→ **TASK OBJECTIVE**
Extract, exactly as written, all lines of the material below from the line that includes "Could you please point to the green herb" through its last line.

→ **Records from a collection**
=====

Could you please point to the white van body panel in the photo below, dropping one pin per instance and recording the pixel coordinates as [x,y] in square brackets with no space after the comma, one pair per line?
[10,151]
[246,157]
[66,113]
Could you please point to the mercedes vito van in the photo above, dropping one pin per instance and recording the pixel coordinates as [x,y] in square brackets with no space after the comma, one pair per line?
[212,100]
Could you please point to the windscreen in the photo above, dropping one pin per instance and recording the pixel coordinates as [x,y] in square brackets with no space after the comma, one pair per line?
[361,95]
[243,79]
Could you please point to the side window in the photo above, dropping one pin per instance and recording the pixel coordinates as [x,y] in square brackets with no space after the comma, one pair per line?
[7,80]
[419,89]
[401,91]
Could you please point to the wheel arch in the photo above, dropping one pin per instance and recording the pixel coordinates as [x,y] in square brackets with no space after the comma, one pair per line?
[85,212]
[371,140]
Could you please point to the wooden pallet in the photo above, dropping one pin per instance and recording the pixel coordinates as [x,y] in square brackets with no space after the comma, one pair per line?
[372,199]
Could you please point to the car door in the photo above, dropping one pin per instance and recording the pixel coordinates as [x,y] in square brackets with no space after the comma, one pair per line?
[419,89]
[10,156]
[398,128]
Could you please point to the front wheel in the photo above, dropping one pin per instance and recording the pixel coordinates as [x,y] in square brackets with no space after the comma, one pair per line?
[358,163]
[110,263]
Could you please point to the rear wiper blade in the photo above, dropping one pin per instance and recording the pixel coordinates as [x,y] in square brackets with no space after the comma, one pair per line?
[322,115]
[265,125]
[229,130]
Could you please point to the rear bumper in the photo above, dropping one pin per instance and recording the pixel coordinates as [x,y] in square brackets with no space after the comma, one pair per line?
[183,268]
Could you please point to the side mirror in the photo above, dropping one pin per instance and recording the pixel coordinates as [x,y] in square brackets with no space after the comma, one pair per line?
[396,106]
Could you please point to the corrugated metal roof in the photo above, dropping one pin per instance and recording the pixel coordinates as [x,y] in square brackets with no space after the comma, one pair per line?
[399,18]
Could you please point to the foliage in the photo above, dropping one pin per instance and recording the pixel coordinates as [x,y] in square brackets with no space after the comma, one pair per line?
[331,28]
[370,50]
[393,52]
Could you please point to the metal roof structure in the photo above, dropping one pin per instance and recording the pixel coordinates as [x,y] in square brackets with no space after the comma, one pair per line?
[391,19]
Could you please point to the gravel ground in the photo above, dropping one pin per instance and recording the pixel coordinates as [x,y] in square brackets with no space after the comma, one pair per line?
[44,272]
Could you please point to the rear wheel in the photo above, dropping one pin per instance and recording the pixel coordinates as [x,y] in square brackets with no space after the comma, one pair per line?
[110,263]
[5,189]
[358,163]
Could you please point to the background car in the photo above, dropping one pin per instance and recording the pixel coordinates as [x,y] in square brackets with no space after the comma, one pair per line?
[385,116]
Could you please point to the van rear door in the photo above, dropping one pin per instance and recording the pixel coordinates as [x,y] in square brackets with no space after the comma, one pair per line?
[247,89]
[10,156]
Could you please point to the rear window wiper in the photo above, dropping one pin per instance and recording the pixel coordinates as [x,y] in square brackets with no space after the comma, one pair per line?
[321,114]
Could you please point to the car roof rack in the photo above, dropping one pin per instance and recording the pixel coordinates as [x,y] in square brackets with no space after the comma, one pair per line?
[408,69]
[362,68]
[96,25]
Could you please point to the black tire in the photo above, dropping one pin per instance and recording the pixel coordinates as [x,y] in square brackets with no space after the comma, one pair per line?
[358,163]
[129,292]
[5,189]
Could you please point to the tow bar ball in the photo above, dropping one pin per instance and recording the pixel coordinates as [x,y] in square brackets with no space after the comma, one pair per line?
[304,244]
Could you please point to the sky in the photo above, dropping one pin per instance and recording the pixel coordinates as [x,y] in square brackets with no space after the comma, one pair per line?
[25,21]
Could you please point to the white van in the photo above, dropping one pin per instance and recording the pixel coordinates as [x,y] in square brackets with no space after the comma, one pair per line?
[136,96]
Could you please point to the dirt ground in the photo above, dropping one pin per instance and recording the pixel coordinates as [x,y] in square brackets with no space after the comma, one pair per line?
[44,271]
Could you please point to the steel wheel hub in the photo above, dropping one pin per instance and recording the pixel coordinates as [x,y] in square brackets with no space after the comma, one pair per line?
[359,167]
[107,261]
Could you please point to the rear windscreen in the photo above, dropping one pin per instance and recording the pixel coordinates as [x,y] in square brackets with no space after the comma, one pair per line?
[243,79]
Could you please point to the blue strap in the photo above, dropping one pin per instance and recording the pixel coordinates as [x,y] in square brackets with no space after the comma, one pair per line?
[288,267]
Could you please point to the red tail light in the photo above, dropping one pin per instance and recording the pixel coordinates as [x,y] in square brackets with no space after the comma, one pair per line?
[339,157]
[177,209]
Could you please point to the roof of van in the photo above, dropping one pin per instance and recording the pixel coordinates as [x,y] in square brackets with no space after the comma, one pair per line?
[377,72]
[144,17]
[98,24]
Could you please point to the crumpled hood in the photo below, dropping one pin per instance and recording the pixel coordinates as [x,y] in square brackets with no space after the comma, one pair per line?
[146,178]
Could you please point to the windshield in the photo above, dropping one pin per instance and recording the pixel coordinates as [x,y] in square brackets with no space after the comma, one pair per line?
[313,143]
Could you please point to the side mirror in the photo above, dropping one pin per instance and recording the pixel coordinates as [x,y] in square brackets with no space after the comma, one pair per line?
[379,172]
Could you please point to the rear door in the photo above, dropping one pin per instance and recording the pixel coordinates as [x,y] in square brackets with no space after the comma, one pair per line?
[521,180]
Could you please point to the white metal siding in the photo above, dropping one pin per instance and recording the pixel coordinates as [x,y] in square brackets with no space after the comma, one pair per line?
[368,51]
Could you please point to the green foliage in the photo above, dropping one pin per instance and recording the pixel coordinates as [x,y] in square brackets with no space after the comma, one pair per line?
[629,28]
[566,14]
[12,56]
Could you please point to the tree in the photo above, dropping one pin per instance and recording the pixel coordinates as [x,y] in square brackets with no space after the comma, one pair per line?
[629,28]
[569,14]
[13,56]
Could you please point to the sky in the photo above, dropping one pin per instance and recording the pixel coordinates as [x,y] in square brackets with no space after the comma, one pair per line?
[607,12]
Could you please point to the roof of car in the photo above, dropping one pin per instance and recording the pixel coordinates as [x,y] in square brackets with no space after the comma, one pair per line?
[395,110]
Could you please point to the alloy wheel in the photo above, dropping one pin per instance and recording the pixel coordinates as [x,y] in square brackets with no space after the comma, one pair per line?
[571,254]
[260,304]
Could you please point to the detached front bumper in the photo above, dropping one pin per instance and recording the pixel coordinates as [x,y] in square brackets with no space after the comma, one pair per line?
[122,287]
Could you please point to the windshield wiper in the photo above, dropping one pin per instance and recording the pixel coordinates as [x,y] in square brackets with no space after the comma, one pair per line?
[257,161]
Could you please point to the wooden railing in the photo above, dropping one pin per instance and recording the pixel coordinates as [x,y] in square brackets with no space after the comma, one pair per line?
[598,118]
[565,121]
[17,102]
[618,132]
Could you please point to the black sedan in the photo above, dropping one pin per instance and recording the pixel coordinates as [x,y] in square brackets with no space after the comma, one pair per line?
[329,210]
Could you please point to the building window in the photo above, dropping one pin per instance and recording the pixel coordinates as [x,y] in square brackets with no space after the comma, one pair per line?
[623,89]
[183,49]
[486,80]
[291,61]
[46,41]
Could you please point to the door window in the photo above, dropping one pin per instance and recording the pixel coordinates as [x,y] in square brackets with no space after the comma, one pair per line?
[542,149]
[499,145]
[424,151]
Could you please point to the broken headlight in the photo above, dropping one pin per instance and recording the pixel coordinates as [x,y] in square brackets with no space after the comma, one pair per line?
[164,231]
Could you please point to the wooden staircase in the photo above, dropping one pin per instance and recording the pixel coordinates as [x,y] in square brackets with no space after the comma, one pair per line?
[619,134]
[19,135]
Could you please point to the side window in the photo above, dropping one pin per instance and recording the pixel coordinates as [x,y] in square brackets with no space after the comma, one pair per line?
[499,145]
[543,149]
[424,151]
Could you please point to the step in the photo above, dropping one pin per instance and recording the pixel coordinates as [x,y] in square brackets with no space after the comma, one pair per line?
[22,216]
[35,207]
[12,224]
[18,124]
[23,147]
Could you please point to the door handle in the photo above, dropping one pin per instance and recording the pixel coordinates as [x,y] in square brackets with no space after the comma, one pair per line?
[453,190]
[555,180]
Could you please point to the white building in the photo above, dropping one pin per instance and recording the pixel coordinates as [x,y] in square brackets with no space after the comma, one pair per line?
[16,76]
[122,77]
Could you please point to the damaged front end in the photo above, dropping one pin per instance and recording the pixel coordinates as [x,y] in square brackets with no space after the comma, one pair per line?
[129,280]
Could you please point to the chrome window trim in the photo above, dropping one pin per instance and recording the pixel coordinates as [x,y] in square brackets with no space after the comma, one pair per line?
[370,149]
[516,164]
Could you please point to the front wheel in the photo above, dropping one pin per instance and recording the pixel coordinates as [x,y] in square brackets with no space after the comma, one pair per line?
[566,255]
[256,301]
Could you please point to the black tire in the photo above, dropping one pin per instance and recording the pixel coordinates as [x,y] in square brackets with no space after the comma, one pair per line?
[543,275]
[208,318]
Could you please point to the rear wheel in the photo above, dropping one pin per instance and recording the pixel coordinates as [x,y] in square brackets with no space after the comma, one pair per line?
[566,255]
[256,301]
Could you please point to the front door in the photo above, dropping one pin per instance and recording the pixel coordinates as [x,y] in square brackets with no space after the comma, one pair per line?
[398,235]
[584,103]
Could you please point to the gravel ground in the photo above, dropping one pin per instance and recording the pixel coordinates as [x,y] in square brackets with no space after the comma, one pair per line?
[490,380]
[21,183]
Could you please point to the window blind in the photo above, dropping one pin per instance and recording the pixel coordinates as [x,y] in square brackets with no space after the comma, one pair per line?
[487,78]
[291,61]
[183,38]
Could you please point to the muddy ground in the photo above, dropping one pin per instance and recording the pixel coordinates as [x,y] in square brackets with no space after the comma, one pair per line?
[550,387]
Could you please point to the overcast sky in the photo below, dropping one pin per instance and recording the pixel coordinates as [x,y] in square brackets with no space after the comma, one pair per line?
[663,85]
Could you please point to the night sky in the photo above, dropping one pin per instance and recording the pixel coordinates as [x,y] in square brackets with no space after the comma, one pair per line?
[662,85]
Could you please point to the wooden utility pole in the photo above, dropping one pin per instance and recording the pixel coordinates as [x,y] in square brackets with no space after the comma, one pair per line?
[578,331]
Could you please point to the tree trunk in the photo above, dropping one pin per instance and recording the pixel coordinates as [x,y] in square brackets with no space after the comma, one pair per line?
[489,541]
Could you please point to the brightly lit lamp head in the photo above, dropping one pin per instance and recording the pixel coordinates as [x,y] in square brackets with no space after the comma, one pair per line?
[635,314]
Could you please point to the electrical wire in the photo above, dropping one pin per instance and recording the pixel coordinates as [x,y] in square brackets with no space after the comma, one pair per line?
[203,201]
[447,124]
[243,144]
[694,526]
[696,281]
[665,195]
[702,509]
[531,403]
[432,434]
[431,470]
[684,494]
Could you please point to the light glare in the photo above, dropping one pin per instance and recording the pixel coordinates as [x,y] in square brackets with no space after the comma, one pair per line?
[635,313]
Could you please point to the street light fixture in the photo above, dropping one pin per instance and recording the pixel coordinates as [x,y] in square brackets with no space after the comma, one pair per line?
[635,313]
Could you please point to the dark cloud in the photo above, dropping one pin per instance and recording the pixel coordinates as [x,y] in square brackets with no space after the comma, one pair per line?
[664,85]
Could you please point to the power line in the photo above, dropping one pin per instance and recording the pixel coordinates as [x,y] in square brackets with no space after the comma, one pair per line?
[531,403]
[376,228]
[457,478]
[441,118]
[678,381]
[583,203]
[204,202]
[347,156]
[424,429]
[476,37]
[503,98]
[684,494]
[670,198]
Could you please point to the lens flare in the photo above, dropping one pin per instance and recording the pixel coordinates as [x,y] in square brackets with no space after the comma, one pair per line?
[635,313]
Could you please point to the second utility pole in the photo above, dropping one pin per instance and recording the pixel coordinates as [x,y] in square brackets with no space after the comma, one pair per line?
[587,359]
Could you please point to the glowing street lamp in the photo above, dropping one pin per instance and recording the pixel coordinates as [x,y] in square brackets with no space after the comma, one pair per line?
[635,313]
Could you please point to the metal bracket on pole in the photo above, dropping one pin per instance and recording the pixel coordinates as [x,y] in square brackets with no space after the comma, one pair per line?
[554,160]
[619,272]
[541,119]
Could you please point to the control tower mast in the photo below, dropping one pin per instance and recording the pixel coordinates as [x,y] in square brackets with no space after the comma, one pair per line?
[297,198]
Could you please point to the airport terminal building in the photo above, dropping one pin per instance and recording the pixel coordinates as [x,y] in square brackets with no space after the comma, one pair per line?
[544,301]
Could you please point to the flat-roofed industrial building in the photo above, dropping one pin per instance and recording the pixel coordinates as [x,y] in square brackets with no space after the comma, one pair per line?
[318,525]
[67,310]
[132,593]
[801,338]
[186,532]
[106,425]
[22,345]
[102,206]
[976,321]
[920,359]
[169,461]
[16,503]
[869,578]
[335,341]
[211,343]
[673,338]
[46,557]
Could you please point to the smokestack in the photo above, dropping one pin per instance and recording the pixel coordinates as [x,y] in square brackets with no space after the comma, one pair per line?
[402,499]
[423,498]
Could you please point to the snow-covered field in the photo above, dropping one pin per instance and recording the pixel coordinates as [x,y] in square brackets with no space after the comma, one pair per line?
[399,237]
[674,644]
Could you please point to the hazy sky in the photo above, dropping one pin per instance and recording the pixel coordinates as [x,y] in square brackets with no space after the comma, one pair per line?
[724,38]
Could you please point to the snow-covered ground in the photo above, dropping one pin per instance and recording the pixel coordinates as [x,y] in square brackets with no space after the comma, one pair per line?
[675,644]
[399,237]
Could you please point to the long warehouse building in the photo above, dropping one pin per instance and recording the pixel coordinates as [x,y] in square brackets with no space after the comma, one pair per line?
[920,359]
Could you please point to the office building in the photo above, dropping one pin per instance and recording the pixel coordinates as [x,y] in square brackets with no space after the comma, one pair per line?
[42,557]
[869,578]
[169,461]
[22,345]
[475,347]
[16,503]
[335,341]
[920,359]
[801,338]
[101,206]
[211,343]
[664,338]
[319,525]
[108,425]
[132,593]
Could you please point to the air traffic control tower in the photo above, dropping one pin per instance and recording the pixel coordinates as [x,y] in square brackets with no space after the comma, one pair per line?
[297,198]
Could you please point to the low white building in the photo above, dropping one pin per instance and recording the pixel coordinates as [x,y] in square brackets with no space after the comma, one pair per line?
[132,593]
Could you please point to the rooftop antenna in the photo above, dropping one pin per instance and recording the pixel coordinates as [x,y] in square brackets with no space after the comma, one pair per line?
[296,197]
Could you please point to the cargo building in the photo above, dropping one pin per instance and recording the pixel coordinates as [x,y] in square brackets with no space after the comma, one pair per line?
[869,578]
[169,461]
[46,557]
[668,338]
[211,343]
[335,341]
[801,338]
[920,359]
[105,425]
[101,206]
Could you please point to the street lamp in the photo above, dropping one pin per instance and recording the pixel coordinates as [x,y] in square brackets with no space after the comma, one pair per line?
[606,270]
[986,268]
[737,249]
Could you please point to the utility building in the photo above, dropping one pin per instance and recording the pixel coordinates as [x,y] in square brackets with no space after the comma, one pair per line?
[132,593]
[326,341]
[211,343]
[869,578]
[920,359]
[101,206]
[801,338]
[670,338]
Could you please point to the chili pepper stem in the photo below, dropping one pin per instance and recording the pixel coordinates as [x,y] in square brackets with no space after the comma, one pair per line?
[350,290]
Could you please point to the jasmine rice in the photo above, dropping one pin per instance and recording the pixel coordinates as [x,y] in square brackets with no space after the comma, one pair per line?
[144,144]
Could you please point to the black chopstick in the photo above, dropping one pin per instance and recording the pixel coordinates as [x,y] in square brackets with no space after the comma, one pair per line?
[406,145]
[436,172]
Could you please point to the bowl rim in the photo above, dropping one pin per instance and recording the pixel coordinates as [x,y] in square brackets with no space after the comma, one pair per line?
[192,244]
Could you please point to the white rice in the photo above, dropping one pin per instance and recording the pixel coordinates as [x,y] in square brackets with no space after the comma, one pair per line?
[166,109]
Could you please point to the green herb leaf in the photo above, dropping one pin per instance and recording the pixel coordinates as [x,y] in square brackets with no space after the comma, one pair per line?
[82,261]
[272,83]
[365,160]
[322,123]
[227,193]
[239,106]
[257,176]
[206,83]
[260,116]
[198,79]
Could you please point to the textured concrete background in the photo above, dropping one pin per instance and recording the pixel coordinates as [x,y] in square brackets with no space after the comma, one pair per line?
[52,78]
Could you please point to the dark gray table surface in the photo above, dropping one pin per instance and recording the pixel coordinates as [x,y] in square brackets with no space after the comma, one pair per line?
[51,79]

=====

→ **SOLVED PROBLEM**
Could you please point to the green herb leaf in the photo above, dropping one pin per instance and recording the pixel coordinates as [x,y] in square brackets with no space after the comma, one pair per line?
[82,261]
[272,83]
[365,160]
[322,123]
[227,193]
[239,106]
[257,176]
[206,83]
[260,116]
[198,79]
Could you please point to the textured concrete background in the photo above, dropping one pin per instance and recording the pixel coordinates as [x,y] in square brackets with no space after the comma, one pair per line?
[52,78]
Could you please point to the dark gray table surface in the photo above, dropping one pin per instance and recording the pixel coordinates as [x,y] in square brackets with no space after the comma, one pair per line?
[51,79]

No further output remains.